SHORT PROBLEM
Retype the passage from the Filofax post below without changing a word, starting at "Free For All" and continuing up to and including "or vinyl binders.".

SELECTED EXTRACT
Free For All Friday No 228

As the new Filofax binders are coming online and we've had a sneak peek at the upcoming range thanks to Steve, there has been a lot of discussion about the new range. Some positive opinions and some not so positive, depending on personal preference. I know there are many readers who are waiting to see the higher-end and leather binders in the new range before giving their final verdict on the range as a whole.

But it makes me think of Filofax as a brand, and what it represents. I know there are many of us who would like to see the return of binders like the Winchester, but even in those days Filofax must have made lower-end fabric or vinyl binders.

Back in the day, a Filofax was a status object. If you had one, you were busy and important enough to need such a level of organization.

Now, what does a Filofax mean, and what does it stand for? What is it, and what SHOULD it be?

To some, it's "retro" and an alternative to digital.

To others, it is luxury and/ or style.

For many, it's our lifeline and contains information we don't want to be without.

DATASET EXCERPT
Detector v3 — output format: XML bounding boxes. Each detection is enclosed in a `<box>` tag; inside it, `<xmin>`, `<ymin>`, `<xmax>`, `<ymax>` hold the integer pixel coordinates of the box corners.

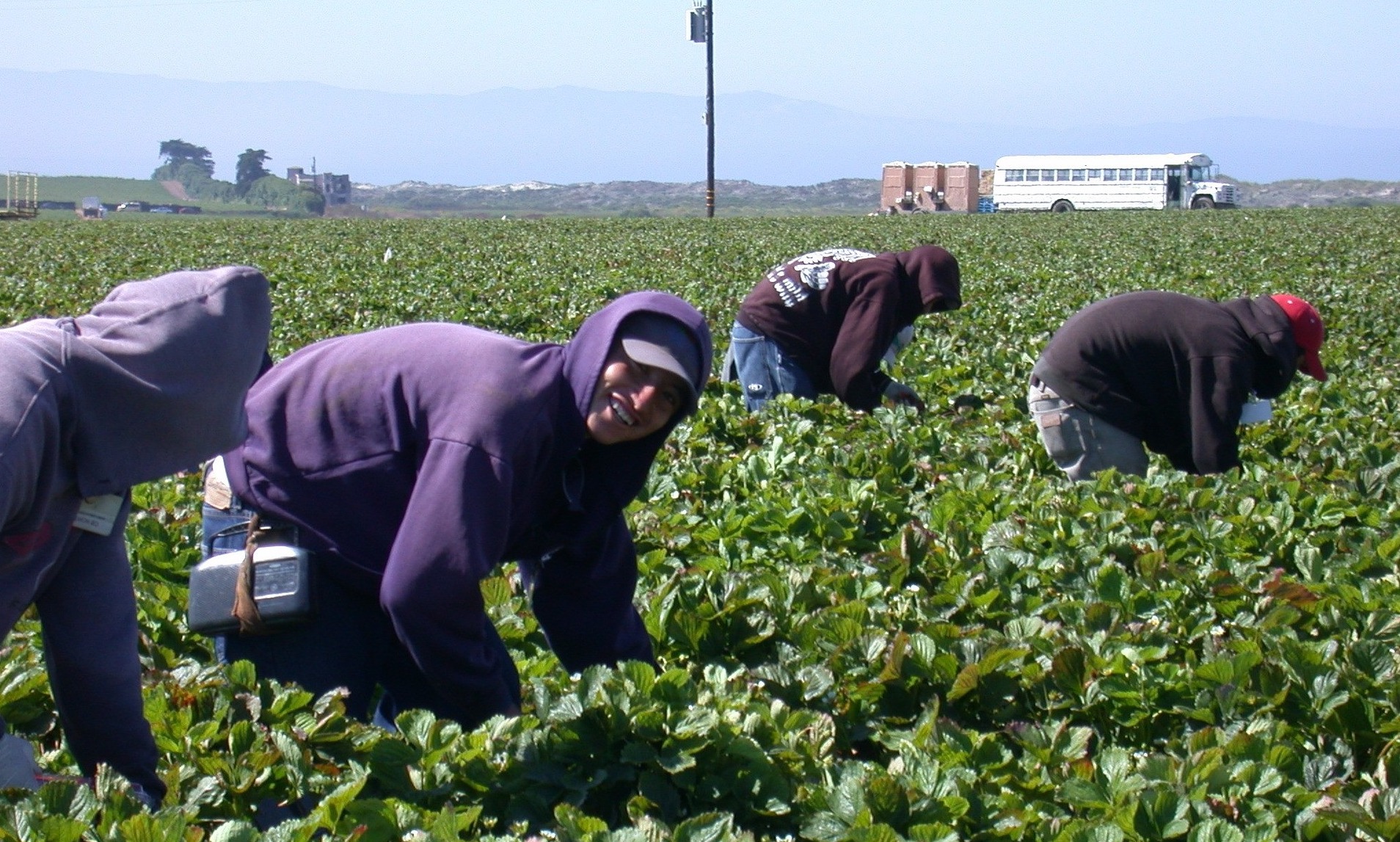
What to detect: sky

PROBLEM SOLUTION
Free For All Friday No 228

As the new Filofax binders are coming online and we've had a sneak peek at the upcoming range thanks to Steve, there has been a lot of discussion about the new range. Some positive opinions and some not so positive, depending on personal preference. I know there are many readers who are waiting to see the higher-end and leather binders in the new range before giving their final verdict on the range as a whole.

But it makes me think of Filofax as a brand, and what it represents. I know there are many of us who would like to see the return of binders like the Winchester, but even in those days Filofax must have made lower-end fabric or vinyl binders.